# [Instruction]
Show each line of the data that contains the string "trunk", treating uppercase and lowercase letters as different.

══ Data provided ══

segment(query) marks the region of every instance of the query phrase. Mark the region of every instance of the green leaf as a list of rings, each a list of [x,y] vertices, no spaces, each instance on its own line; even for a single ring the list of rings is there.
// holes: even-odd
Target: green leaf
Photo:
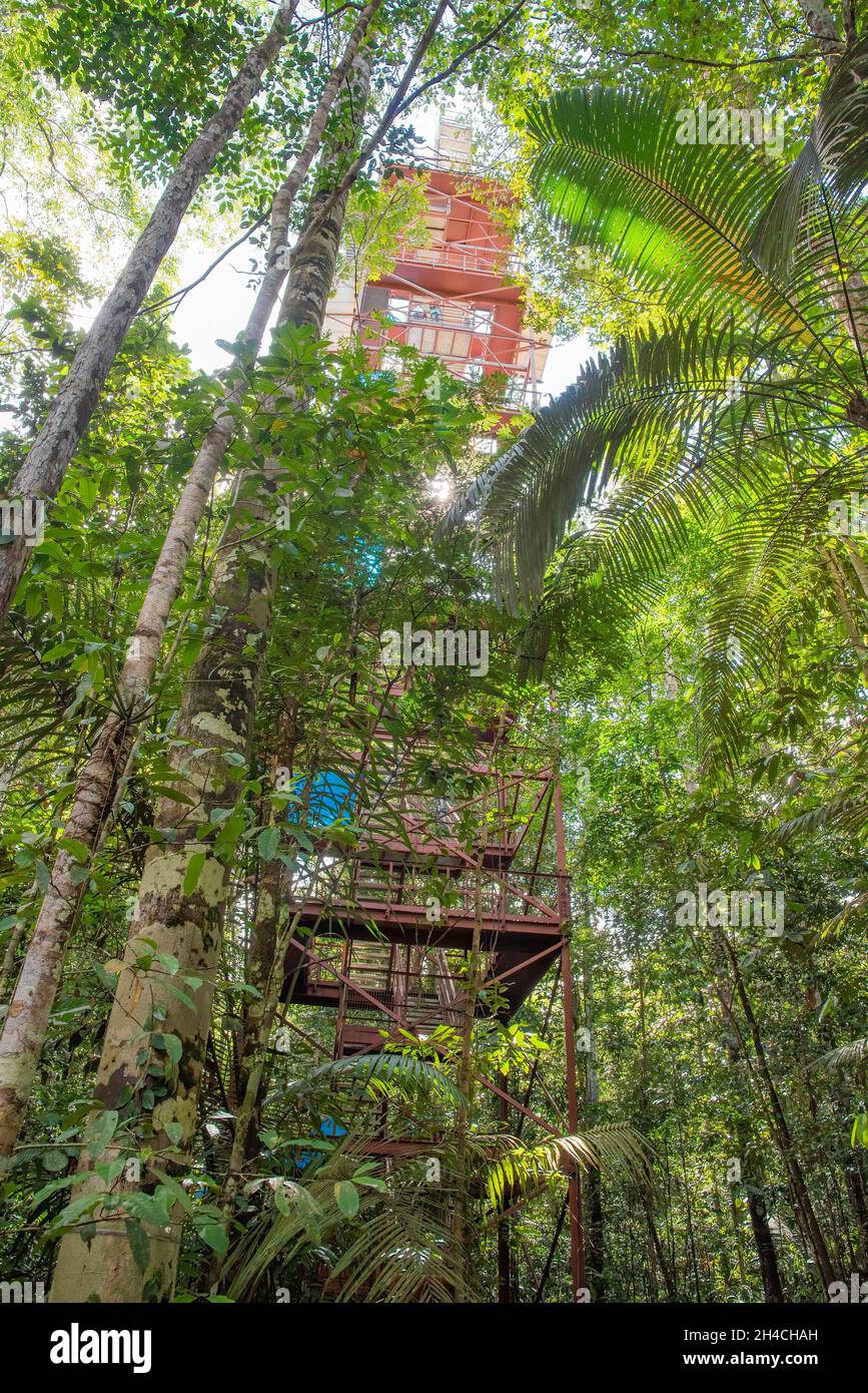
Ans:
[[[256,846],[263,861],[274,861],[277,855],[277,848],[280,846],[280,829],[278,827],[263,827],[260,832]]]
[[[67,1152],[58,1151],[56,1146],[43,1152],[40,1159],[43,1170],[65,1170],[70,1160]]]
[[[145,1273],[150,1262],[150,1238],[135,1219],[127,1219],[124,1227],[127,1229],[127,1241],[132,1252],[132,1261],[139,1272]]]
[[[218,1223],[203,1223],[198,1227],[198,1234],[203,1243],[207,1243],[209,1248],[214,1252],[225,1252],[230,1247],[230,1236]]]
[[[189,858],[186,865],[186,875],[184,876],[182,894],[186,896],[193,893],[193,890],[199,885],[199,876],[202,875],[206,861],[207,861],[206,851],[195,851],[193,855]]]
[[[352,1180],[338,1180],[335,1183],[335,1199],[338,1201],[338,1209],[348,1219],[355,1219],[359,1213],[359,1191],[353,1185]]]

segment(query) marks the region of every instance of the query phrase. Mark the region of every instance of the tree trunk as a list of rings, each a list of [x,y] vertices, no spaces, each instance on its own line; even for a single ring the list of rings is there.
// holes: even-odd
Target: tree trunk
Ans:
[[[348,82],[353,120],[362,120],[370,85],[370,52],[359,53]],[[332,152],[334,153],[334,152]],[[307,210],[307,220],[317,216],[319,202],[327,196],[320,191]],[[319,332],[326,313],[338,256],[346,196],[339,199],[321,223],[306,252],[294,259],[284,299],[282,319],[310,323]],[[303,230],[302,230],[303,235]],[[268,465],[266,465],[266,479]],[[264,493],[264,499],[263,499]],[[106,1031],[103,1056],[97,1074],[96,1095],[106,1107],[124,1106],[122,1099],[132,1092],[140,1098],[142,1032],[150,1031],[154,1004],[161,1006],[160,1032],[175,1035],[182,1048],[181,1061],[172,1074],[168,1098],[153,1112],[157,1149],[168,1145],[167,1124],[179,1127],[178,1146],[184,1152],[196,1128],[196,1100],[202,1064],[210,1027],[214,975],[220,960],[223,912],[228,893],[224,861],[210,853],[209,844],[195,840],[202,823],[207,823],[211,809],[232,800],[232,766],[224,754],[241,754],[249,759],[255,727],[256,701],[266,651],[271,602],[277,582],[267,540],[245,540],[250,517],[259,527],[271,521],[273,495],[260,490],[256,499],[239,506],[238,525],[232,545],[221,553],[211,593],[213,610],[220,618],[206,641],[188,680],[177,737],[193,744],[207,742],[204,755],[191,761],[181,791],[196,798],[196,807],[184,814],[181,827],[171,840],[154,846],[146,859],[139,897],[134,912],[124,971],[118,979],[114,1007]],[[179,758],[178,758],[179,763]],[[163,800],[159,822],[168,826],[177,818],[177,804]],[[191,857],[206,853],[196,889],[185,893],[184,882]],[[200,979],[191,988],[195,1000],[191,1007],[166,988],[166,971],[153,967],[135,968],[136,957],[147,953],[171,954],[181,964],[181,974]],[[156,958],[159,963],[160,960]],[[161,967],[166,964],[163,963]],[[174,985],[174,983],[171,983]],[[153,1050],[150,1052],[153,1057]],[[127,1105],[129,1106],[129,1105]],[[102,1159],[106,1159],[103,1152]],[[171,1163],[163,1159],[163,1165]],[[81,1169],[92,1162],[83,1158]],[[102,1181],[89,1176],[82,1190],[99,1188]],[[90,1245],[78,1234],[67,1234],[60,1245],[51,1301],[168,1301],[171,1300],[179,1247],[179,1223],[168,1234],[149,1234],[150,1254],[146,1270],[135,1261],[122,1217],[111,1213],[100,1216],[99,1230]]]
[[[172,245],[181,219],[221,150],[256,98],[264,72],[284,47],[298,0],[282,0],[262,43],[245,57],[223,104],[181,157],[127,265],[102,305],[63,380],[45,425],[11,486],[11,497],[54,499],[78,442],[88,429],[127,330]],[[0,621],[6,617],[28,559],[25,539],[0,549]]]
[[[246,364],[259,352],[287,277],[280,249],[287,245],[289,213],[295,196],[321,145],[326,121],[339,85],[345,79],[380,4],[381,0],[373,0],[362,11],[344,56],[323,91],[305,145],[287,180],[274,195],[268,267],[243,332],[243,359]],[[243,398],[246,380],[241,362],[236,361],[232,371],[239,380],[221,403],[186,479],[150,578],[135,634],[128,646],[114,710],[107,716],[77,781],[72,811],[63,836],[81,843],[88,850],[89,857],[99,850],[103,839],[104,819],[114,804],[118,779],[135,744],[142,712],[147,708],[147,692],[156,671],[168,616],[178,596],[186,560],[217,471],[235,430],[232,407]],[[85,885],[86,876],[82,875],[77,857],[60,848],[0,1035],[0,1156],[10,1155],[18,1141],[39,1052],[60,986],[67,943]]]
[[[721,937],[723,940],[723,947],[729,958],[729,965],[733,975],[733,981],[736,983],[736,992],[739,993],[739,1000],[741,1003],[741,1010],[744,1011],[744,1018],[747,1021],[751,1039],[754,1042],[757,1064],[762,1081],[765,1084],[773,1121],[772,1135],[775,1137],[778,1149],[780,1151],[780,1156],[790,1180],[790,1190],[793,1192],[796,1215],[798,1217],[803,1233],[805,1234],[805,1238],[808,1240],[811,1250],[814,1252],[814,1258],[817,1261],[817,1269],[819,1276],[822,1277],[822,1284],[828,1290],[829,1284],[835,1282],[835,1269],[832,1266],[832,1259],[829,1256],[829,1248],[826,1245],[823,1233],[819,1227],[819,1222],[814,1211],[814,1204],[811,1201],[811,1195],[808,1194],[808,1187],[805,1184],[804,1174],[801,1172],[801,1165],[798,1163],[798,1158],[796,1156],[796,1149],[793,1146],[790,1128],[786,1120],[786,1114],[783,1112],[780,1096],[778,1094],[778,1089],[775,1088],[775,1081],[772,1080],[768,1067],[765,1046],[762,1043],[762,1036],[760,1034],[757,1017],[754,1015],[754,1010],[751,1007],[747,990],[744,988],[744,981],[741,978],[741,971],[739,968],[739,960],[736,958],[736,954],[733,951],[729,939],[725,935],[721,935]]]

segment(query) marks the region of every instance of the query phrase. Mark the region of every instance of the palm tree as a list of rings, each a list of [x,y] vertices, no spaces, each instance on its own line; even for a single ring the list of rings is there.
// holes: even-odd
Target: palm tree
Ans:
[[[683,113],[645,93],[577,89],[529,118],[531,188],[561,234],[661,313],[588,362],[447,525],[480,510],[497,598],[537,630],[565,603],[634,612],[691,532],[712,532],[707,758],[733,756],[739,692],[818,593],[868,680],[868,567],[829,532],[867,479],[867,75],[862,40],[791,167],[679,143]]]

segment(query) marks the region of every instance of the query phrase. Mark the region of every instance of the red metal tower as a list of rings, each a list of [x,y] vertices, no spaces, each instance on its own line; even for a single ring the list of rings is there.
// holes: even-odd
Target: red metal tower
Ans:
[[[438,156],[426,187],[431,245],[403,247],[394,270],[366,287],[360,304],[348,304],[348,287],[342,287],[330,306],[328,329],[332,336],[355,329],[380,362],[389,343],[406,343],[465,379],[504,372],[502,410],[508,417],[536,401],[547,344],[523,333],[522,290],[509,277],[509,238],[491,212],[498,189],[462,173],[469,155],[466,127],[441,121]],[[413,670],[413,680],[424,678]],[[388,1042],[423,1041],[438,1025],[466,1021],[469,999],[459,964],[474,943],[484,960],[477,1015],[494,1011],[511,1020],[556,964],[563,993],[565,1121],[576,1133],[574,1022],[565,937],[570,897],[551,751],[501,712],[473,731],[465,769],[473,795],[420,794],[413,780],[402,776],[406,749],[388,720],[389,705],[394,709],[406,690],[406,676],[389,683],[384,671],[381,690],[369,694],[369,701],[380,703],[383,720],[369,730],[367,748],[351,737],[319,788],[306,776],[309,811],[317,798],[321,804],[309,818],[309,826],[319,829],[317,855],[289,892],[298,933],[287,954],[284,999],[334,1010],[335,1057],[364,1055],[381,1052]],[[419,755],[419,738],[413,744]],[[435,747],[430,748],[435,758]],[[334,839],[335,826],[348,816],[360,829],[351,847]],[[433,885],[437,894],[431,894]],[[552,1002],[556,986],[555,979]],[[289,1017],[285,1024],[294,1028]],[[558,1134],[531,1109],[530,1091],[520,1100],[497,1081],[480,1082],[498,1098],[501,1119],[523,1116],[544,1133]],[[424,1135],[391,1138],[387,1127],[369,1151],[398,1163],[430,1145]],[[566,1211],[577,1300],[584,1284],[577,1174],[569,1178]],[[509,1300],[504,1243],[498,1262],[501,1300]]]

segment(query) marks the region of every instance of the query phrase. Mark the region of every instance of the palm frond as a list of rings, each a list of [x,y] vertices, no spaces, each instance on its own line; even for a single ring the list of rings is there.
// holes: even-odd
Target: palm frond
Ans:
[[[850,1068],[854,1064],[861,1064],[868,1060],[868,1035],[861,1041],[851,1041],[850,1045],[840,1045],[837,1049],[830,1049],[828,1055],[821,1055],[819,1059],[814,1060],[811,1068],[819,1068],[826,1074],[832,1074],[836,1068]]]
[[[458,1085],[444,1070],[412,1055],[346,1055],[310,1070],[289,1084],[285,1094],[305,1095],[342,1081],[352,1081],[370,1098],[427,1092],[453,1107],[462,1103]]]
[[[565,1170],[620,1172],[643,1183],[651,1173],[651,1146],[629,1123],[591,1127],[572,1137],[552,1137],[536,1146],[523,1146],[515,1137],[499,1137],[497,1141],[501,1153],[485,1176],[488,1198],[495,1206],[502,1205],[506,1195],[534,1190]]]

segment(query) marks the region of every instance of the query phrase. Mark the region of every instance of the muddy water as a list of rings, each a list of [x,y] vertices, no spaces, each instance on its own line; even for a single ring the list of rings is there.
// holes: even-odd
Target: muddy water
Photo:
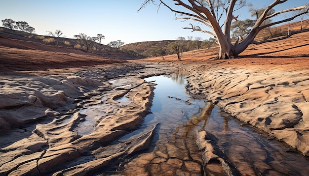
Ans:
[[[196,145],[195,131],[205,130],[219,153],[234,168],[235,175],[295,175],[309,173],[309,162],[283,144],[241,123],[204,100],[186,94],[185,74],[145,79],[157,85],[153,113],[140,129],[118,141],[128,141],[157,125],[147,151],[122,159],[116,170],[124,175],[223,175],[220,163],[204,167]],[[124,101],[124,103],[125,103]]]

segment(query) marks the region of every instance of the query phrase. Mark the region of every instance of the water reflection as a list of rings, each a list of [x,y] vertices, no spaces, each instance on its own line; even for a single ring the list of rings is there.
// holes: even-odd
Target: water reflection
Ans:
[[[192,99],[184,91],[185,79],[180,81],[187,75],[176,73],[171,78],[147,79],[155,80],[157,85],[153,113],[146,117],[142,127],[160,123],[159,131],[151,149],[121,164],[121,175],[223,174],[220,163],[203,167],[195,137],[195,131],[201,129],[210,134],[212,144],[221,156],[241,175],[306,176],[309,173],[309,162],[300,154],[286,152],[287,148],[280,143],[239,125],[213,104]]]
[[[175,83],[181,85],[185,83],[185,78],[189,75],[189,73],[181,69],[176,71],[175,74],[172,75],[171,78]]]
[[[196,126],[201,123],[202,121],[202,126],[201,128],[204,129],[206,127],[207,120],[211,112],[215,107],[215,105],[212,103],[208,103],[207,105],[204,108],[204,109],[199,108],[198,108],[198,112],[194,114],[193,117],[188,120],[187,124],[183,126],[181,126],[180,128],[184,127],[185,128],[184,132],[183,137],[186,137],[189,134],[192,134],[193,130],[196,127]],[[199,114],[199,116],[196,117],[196,115]],[[193,131],[193,132],[194,132]]]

═══

# [Problem solution]
segment(query) marks the region of every instance of the query phrase. Mark the region of every instance of the tree trunk as a list of rings, each a list of [x,y] vertices, no spaces, each instance on its own line; even for a single ring the list of rings is there.
Target: tree trunk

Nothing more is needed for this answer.